EXERCISE AIM: In the herpes encephalitis excerpt below, which gene showed no elevated expression in the subcortex of HSV-1 infected mice at 7 d p.i. compared to control mice?

***** EXCERPTED PASSAGE

We next investigated whether increased ROS levels in the brain of herpes encephalitic mice were associated with concomitant upregulation of a combatant and opposing antioxidative stress response. Using semi-quantitative, real-time (RT)-PCR, we probed Nrf2 as well HO-1 and Gpx1, two prototypical Nrf2-transcribed antioxidant proteins that exhibit neuroprotective capabilities during brain inflammation [13], [20], for changes in mRNA expression. In the subcortex of HSV-1 infected mice, we detected significantly elevated gene expression of both HO-1 (*p = 0.01) and Gpx1 (*p = 0.001) at 7 d p.i., while Nrf2 gene expression was not elevated compared to control mice (Figure 2).

Figure 2. Antioxidant gene expression is upregulated in the brains of mice with herpes encephalitis.

Balb/c mice were infected intranasally with 2×105 PFU of HSV-1 strain 17 syn+ (n = 7). An equal volume of saline was delivered to control mice (n = 6). At 7 d p.i. mice were anaesthetized, dissected and 2 mm-thick sections of subcortical brain tissue were collected for mRNA extraction, cDNA synthesis and semi-quantitiative PCR analysis of HO-1 (*p = 0.01), Gpx1 (*p = 0.001), and Nrf2 expression.

Astrocytes mediate antioxidative stress responses induced by HSV-1 stimulated murine microglia

Exposure of cultured microglia to HSV-1 results in their activation, including production of neuroinflammatory cytokines, chemokines and ROS [3], [14]. HSV quickly induces robust microglial intracellular ROS production and, when co-cultured with mixed neural cultures (MNCs), consisting of approximately 85–90% neurons, 10–15% astrocytes and <2% microglia, results in the accumulation of significant oxidative damage and neurotoxicity after 48 h. Using this co-culture model in conjunction with semi-quantitative RT-PCR, we investigated the ability of HSV-stimulated microglial ROS to induce an antioxidant response in both MNC and purified murine astrocytes. We found that the addition of HSV-stimulated microglia (1∶5 microglia: neural cell ratio) did not result in a significant upregulation of Nrf2 or Gpx1 by 48 h post-incubation (Figure 3A). A small but significant transient upregulation of HO-1 mRNA was observed at 24 h post-incubation in MNC treated with either unstimulated (p≤0.05) or HSV-stimulated microglia (p≤0.001). This correlated with higher HO-1 expression in cultures with HSV-stimulated microglia than those receiving unstimulated microglia (p≤0.05).

**********
***** EXTRACTED ENTRIES

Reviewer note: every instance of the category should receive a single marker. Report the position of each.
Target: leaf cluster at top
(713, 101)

**********
***** EXTRACTED ENTRIES

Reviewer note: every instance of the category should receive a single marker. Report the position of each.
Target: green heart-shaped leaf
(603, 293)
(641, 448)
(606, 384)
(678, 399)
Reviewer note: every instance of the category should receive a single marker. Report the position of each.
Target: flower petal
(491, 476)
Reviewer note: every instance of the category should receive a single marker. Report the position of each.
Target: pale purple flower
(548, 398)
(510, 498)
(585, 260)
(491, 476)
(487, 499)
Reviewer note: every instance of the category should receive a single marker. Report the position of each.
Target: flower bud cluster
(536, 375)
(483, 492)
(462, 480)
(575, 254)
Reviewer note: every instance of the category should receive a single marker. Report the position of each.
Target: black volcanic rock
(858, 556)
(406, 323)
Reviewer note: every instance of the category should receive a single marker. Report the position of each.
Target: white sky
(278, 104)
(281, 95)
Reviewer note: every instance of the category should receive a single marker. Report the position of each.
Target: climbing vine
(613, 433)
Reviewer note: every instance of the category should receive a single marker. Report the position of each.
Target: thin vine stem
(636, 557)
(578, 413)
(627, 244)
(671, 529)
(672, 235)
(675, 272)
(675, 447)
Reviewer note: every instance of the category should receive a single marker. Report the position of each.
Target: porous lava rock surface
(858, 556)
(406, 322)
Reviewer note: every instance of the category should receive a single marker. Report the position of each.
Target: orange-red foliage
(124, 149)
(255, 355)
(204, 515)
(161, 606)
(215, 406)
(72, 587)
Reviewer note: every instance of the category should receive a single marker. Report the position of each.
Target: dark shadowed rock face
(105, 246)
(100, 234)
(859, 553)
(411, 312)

**********
***** EXTRACTED ENTRIES

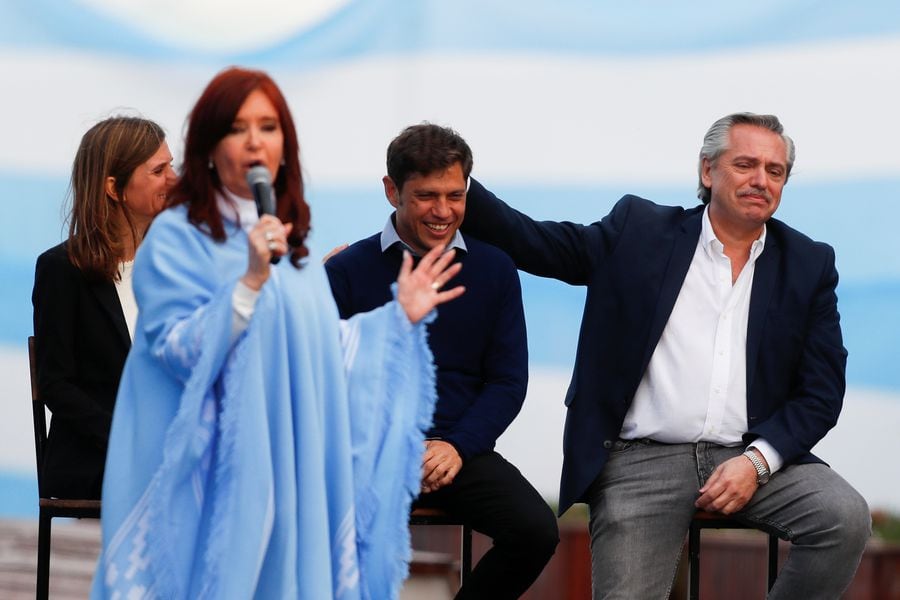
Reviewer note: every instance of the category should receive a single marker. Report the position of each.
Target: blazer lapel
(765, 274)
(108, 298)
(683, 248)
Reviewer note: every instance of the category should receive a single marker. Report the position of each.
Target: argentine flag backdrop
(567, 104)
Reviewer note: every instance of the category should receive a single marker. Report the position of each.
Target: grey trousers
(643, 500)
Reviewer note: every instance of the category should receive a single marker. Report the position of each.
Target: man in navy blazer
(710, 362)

**********

PROBLEM SOLUTION: Nrf2